**TASK TO COMPLETE**. Scan the data below and copy each line where "beam" occurs.

**INPUT DATA**.
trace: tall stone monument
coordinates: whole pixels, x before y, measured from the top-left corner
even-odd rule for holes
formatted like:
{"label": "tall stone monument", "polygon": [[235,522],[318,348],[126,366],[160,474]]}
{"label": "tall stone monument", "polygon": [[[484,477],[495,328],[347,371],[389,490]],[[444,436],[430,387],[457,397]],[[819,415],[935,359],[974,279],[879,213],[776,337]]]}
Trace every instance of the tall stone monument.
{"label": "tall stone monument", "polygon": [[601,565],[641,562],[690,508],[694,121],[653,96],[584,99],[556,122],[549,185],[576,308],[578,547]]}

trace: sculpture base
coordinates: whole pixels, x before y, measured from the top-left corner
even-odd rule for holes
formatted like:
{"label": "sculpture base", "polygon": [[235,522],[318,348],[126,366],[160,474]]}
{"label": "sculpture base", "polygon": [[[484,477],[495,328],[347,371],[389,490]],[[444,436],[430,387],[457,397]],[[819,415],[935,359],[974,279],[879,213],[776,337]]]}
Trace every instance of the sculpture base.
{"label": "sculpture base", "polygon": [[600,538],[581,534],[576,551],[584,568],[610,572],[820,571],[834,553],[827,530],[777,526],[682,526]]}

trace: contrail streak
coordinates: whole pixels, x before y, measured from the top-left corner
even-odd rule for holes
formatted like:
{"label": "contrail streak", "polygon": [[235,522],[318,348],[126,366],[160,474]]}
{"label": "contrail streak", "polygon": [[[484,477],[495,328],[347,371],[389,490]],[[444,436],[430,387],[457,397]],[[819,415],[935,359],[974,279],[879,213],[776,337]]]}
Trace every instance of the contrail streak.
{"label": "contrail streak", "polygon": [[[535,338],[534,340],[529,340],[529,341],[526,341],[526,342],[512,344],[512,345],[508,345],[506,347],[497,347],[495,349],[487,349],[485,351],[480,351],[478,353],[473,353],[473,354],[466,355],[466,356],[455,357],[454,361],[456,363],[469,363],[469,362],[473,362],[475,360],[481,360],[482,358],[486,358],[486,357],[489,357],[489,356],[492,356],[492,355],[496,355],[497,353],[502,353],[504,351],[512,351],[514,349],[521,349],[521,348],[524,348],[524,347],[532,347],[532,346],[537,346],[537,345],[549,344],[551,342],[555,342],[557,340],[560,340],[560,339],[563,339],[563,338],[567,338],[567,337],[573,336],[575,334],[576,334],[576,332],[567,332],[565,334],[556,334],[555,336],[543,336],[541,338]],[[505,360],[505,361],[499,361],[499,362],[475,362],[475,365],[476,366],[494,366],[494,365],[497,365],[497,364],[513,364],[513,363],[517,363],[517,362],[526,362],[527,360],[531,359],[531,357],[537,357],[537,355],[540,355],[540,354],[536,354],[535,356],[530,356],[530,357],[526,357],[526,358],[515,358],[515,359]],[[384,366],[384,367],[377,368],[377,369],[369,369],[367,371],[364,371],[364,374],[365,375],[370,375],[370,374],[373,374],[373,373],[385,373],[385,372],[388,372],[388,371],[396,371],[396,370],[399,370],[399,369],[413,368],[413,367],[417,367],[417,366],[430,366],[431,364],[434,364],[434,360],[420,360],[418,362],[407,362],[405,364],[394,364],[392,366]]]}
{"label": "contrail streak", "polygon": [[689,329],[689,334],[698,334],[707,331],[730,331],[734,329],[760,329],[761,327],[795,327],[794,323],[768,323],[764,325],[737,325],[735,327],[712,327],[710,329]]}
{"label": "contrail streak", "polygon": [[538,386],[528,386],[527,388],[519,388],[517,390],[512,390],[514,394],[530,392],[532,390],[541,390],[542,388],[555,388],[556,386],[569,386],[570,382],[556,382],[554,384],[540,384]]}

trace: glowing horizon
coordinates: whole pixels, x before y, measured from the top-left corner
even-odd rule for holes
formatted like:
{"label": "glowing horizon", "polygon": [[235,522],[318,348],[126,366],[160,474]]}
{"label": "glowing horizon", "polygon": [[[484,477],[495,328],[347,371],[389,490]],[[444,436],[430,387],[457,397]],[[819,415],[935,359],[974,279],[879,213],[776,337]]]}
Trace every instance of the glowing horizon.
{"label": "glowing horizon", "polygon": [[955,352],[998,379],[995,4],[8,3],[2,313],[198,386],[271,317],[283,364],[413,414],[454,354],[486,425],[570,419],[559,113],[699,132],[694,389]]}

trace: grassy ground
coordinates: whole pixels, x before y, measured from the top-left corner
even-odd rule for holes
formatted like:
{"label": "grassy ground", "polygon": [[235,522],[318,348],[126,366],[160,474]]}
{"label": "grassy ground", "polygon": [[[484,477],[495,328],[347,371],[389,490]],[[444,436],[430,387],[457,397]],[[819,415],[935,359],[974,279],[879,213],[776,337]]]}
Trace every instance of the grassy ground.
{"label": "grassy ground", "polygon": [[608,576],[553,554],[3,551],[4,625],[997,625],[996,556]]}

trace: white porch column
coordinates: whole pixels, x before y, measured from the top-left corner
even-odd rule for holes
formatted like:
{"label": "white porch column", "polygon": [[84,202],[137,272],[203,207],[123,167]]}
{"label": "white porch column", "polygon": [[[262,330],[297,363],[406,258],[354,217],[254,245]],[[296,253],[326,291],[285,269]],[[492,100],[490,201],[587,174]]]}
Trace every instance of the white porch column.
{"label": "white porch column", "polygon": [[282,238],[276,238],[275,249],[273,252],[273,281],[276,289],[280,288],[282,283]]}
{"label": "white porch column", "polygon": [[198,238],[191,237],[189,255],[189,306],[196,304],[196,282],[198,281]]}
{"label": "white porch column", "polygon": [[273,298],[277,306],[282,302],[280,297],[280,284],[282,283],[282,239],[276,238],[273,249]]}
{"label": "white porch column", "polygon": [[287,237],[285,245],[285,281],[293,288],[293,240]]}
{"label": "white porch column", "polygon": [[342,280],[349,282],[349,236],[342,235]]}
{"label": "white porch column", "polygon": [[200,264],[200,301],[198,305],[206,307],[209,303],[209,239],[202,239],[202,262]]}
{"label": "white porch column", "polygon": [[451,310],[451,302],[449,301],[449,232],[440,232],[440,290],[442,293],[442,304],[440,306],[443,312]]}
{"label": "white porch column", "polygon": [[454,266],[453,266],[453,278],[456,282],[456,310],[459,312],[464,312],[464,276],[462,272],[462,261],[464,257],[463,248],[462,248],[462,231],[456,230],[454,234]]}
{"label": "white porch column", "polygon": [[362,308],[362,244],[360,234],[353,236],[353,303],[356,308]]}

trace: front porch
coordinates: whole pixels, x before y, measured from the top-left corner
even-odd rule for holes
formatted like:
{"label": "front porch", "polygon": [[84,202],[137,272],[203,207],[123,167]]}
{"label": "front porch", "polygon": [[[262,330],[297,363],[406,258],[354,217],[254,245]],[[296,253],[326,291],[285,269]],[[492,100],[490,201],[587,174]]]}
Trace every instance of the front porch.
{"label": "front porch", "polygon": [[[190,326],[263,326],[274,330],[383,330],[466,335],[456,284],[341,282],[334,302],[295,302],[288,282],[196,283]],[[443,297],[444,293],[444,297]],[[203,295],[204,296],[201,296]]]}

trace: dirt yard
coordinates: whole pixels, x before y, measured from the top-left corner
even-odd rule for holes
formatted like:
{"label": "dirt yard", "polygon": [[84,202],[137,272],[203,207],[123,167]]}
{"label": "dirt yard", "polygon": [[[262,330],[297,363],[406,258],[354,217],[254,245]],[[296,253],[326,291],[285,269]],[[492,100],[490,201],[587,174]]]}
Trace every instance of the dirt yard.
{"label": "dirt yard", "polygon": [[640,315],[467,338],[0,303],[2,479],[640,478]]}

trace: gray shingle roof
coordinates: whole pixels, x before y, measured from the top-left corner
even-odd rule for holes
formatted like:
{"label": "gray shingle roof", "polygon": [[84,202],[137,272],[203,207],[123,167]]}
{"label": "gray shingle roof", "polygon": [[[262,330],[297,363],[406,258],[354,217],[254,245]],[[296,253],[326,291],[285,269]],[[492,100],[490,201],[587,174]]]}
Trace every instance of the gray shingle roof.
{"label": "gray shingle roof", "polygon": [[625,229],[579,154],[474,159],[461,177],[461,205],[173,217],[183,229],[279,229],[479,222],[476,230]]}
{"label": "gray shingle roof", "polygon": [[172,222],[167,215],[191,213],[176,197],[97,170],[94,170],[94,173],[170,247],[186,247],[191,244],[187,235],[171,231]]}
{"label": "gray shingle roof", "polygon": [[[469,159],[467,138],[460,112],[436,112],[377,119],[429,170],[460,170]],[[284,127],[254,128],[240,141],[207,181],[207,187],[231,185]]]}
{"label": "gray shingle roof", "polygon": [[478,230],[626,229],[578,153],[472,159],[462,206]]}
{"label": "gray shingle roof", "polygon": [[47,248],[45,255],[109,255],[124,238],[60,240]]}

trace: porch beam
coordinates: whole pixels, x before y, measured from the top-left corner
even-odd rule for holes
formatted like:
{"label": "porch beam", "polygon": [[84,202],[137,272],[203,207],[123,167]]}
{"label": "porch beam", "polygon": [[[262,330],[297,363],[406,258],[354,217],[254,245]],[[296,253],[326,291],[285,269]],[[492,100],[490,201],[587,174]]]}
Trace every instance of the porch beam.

**ANSWER SECTION**.
trace: porch beam
{"label": "porch beam", "polygon": [[84,202],[137,272],[203,207],[123,167]]}
{"label": "porch beam", "polygon": [[[262,330],[297,363],[406,258],[354,217],[254,245]],[[296,253],[326,291],[285,269]],[[492,100],[490,201],[587,174]]]}
Trace every instance of the porch beam.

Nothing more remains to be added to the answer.